Edite o trecho do texto sobre justiça restaurativa de "A resolução 2002/12" a "existe um motivo.", substituindo "facilitador" por "mediador".
━━━━━ Trecho de origem
Justiça restaurativa e justiça militar - Possibilidade de coexistência
O meio militar, como é sabido, é extremamente estressor, pois o militar lida em seu dia-a-dia com fatores que podem, em questão de segundos, ceifar-lhe a vida, expurgá-lo da carreira, etc.
terça-feira, 5 de abril de 2022
Atualizado às 13:06
O grande ideal da justiça restaurativa, em minha humilde concepção, é sugerido por sua própria nomenclatura, ou seja, visa a restauração de algo: de um dano, material ou imaterial, psicológico; por exemplo, de uma vida, de uma relação, de um ambiente e até de todo um sistema.
A resolução 2002/12 da ONU, que versa os princípios básicos para possibilitar a concretização da justiça restaurativa em matéria criminal, a conceitua: "processo restaurativo significa qualquer processo no qual a vítima e o ofensor, e, quando apropriado, quaisquer outros indivíduos ou membros da comunidade afetados por um crime, participam ativamente na resolução das questões oriundas do crime, geralmente com a ajuda de um facilitador".
Ora, mas seria possível vislumbrar esta realidade junto à justiça castrense?
Permissa vênia àqueles que militam em sentido contrário, entendemos pela compatibilidade de processos restaurativos aplicados à realidade da justiça militar.
Não existe crime sem explicação. Por detrás de um crime, sempre existe um motivo.
Será que de alguma maneira, a forma de se relacionar em sociedade ou em determinados ambientes, contribui para a prática de crimes e infrações?
Sim, o meio por vezes influencia as pessoas que nele convivem. Se se tratar de um ambiente que apresente diversos fatores estressores, veremos pessoas estressadas e com enormes chances de ter problemas derivados de sua situação psíquico-emocional, por outro lado, sendo um ambiente saudável, é consequência ter um número maior de pessoas felizes e com chances infinitamente reduzidas de apresentar problemas em seu cotidiano.
O meio militar, como é sabido, é extremamente estressor, pois o militar lida em seu dia-a-dia com fatores que podem, em questão de segundos, ceifar-lhe a vida, expurgá-lo da carreira, etc.
Por muitos destes fatores, vemos infelizmente no dia-a-dia, diversos militares pedindo baixa e migrando para outras carreiras, se suicidando e também praticando fatos puníveis como crime e infração disciplinar.
O papel dos agentes jurídicos diante deste cenário como um todo, não é o de apenas buscar identificar e punir autores de fatos delituosos ou infracionais, mas também, de buscar a pacificação social.
É aí onde se encaixa o papel do processo restaurativo.
Isto passa necessariamente por entender o ser humano, em suas angústias, medos, necessidades, frustrações, vícios, alegrias, virtudes, pois em algum momento estas questões vão interferir na vida das pessoas e desencadear situações que podem desembocar nos tribunais.
É tratar o ser-humano como tal e não como uma máquina. É ter empatia para com o próximo, é humanizar uma situação que pode se tornar muito mais traumática do que já é.
Lidar com o ser humano é uma complexidade infinita.
━━━━━━━━━━
━━━━━ Listagem de dados
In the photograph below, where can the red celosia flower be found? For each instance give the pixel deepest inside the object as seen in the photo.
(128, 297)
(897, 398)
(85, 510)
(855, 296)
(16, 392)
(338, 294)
━━━━━━━━━━
* Resposta do exercício:
A resolução 2002/12 da ONU, que versa os princípios básicos para possibilitar a concretização da justiça restaurativa em matéria criminal, a conceitua: "processo restaurativo significa qualquer processo no qual a vítima e o ofensor, e, quando apropriado, quaisquer outros indivíduos ou membros da comunidade afetados por um crime, participam ativamente na resolução das questões oriundas do crime, geralmente com a ajuda de um mediador".
Ora, mas seria possível vislumbrar esta realidade junto à justiça castrense?
Permissa vênia àqueles que militam em sentido contrário, entendemos pela compatibilidade de processos restaurativos aplicados à realidade da justiça militar.
Não existe crime sem explicação. Por detrás de um crime, sempre existe um motivo.